Yapılacaklar =>
1) Seçilen metinde "Hayat! Deme be" sözleriyle açılıp "gözleri uykuda kalası!" ile kapanan bölümü birebir çoğaltabilir misiniz?
2) Seçilen metne göre şu ifadeler doğru mu: (a) Dünya herkese güzeldir. (b) Kulaklar hakikati duyabilmektedir. (c) Dünya hırsı, gözlerin iki karış mezarı görmesine engel olmuştur. Her biri için evet ya da hayır deyip bunu belirleyen sözleri metinden aynen alıntılar mısınız?

Seçilen Metin =>
'''

Bu dünya herkese güzel, hepimizin ayrı ayrı planları, ayrı ayrı uğraşları var.. herkes bir işin peşinde hepimizin farklı hesapları var..
Günün özetine değinmek gerekirse herkes kendi menfaatleri ve çıkarları peşinde, oysa ki bilmediği çok şey var!
Hayat! Deme be dilini eşek arısı ısırasıca deme! Hey Hat! De.. bak neler gizli kalmış göreceksin, görüyorum diye baktığın o boşluklarda neleri neleri göreceksin! “Görüyorum ki” deme gözleri uykuda kalası!
Gördüklerine aldanıpta her şey ortada deme! Her şey ortada olsa peki bu uğraşın niye?
Tutmuşuz bir ipin ucundan kim çekse oraya yöneliyor insan, bulduğu yön olsa bari de yanmasa sonra can!
Çok can yakıyor insan, susuyor! Kapatıyor gözlerini! Duymuyor! Bunlarla yetinmeyip bilmediğine de biliyorum diyor!
Yapıştırıyor elinde ki kirleri “Falanca bunu etmiş, Falan yere gitmiş.. Falan yerden uçup, falan yere konmuş!” nidaları dilinde tespih misali sanki mübarek zikir tutmuş!
Kokmuş ulan ağzın kokmuş, sus tutmaz olmuş.. Kör olmuş gözlerin dünyaya.. dilin nankör olmuş!
Edebim edebim diye süslediğin meziyetin senliğinde yok olmuş!
Çebinde bile taşıyamadığın paralar sırtında yük olmuş, Dünyalık heveslerin uykun.. uykularında sana haram olmuş!
Gitmiş senle özdeşen senlik, kalmış koca bir leke benlik!
Bildiklerin kör, söylediklerin gıybet olmuş! Kör etmiş dünya hırsı seni, gözlerin iki karış mezarı göremez olmuş!
Sağır olmuş kulakların hakikati duyamaz olmuş!
Ezilmişin “ulan” ezilmiş, benlik hırkası üzerine de pek pis durmuş! Bozmuş başkalarının göz zevkini de başkaları da senin gibi.. senin kuyunu kazar olmuş!

'''

Ham Veri =>

'''

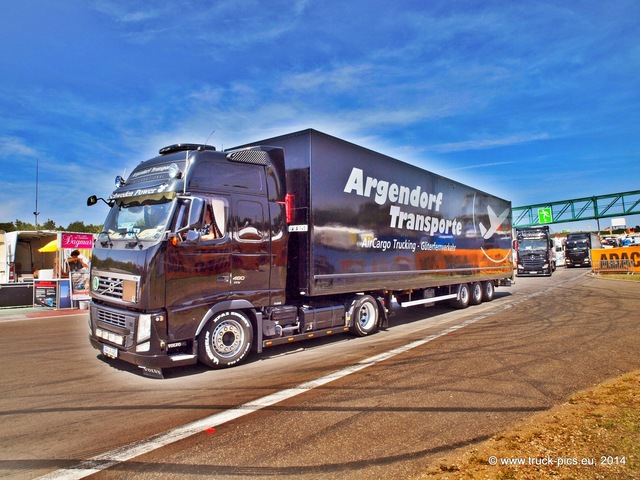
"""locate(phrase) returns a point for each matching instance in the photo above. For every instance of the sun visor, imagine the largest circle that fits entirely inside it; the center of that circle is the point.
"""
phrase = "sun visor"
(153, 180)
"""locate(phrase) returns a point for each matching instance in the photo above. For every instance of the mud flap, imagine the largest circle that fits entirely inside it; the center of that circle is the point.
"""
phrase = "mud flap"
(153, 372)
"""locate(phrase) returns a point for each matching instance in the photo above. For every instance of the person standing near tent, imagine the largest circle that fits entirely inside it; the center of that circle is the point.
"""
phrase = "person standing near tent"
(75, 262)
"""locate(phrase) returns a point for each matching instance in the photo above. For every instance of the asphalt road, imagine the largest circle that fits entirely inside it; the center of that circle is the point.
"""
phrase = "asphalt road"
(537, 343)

'''
'''

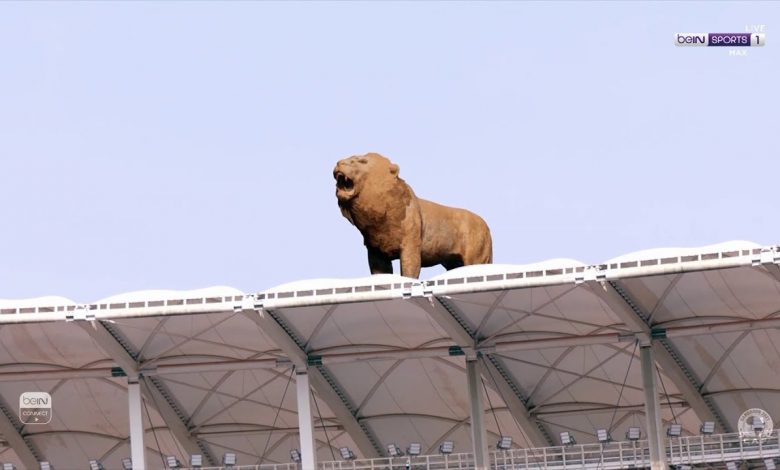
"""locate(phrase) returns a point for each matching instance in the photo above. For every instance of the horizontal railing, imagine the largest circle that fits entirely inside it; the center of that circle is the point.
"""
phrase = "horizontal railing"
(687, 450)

'''

Görev Çözümleri =>
1)
Hayat! Deme be dilini eşek arısı ısırasıca deme! Hey Hat! De.. bak neler gizli kalmış göreceksin, görüyorum diye baktığın o boşluklarda neleri neleri göreceksin! “Görüyorum ki” deme gözleri uykuda kalası!

2)
(a) Evet: "Bu dünya herkese güzel"
(b) Hayır: "Sağır olmuş kulakların hakikati duyamaz olmuş!"
(c) Evet: "Kör etmiş dünya hırsı seni, gözlerin iki karış mezarı göremez olmuş!"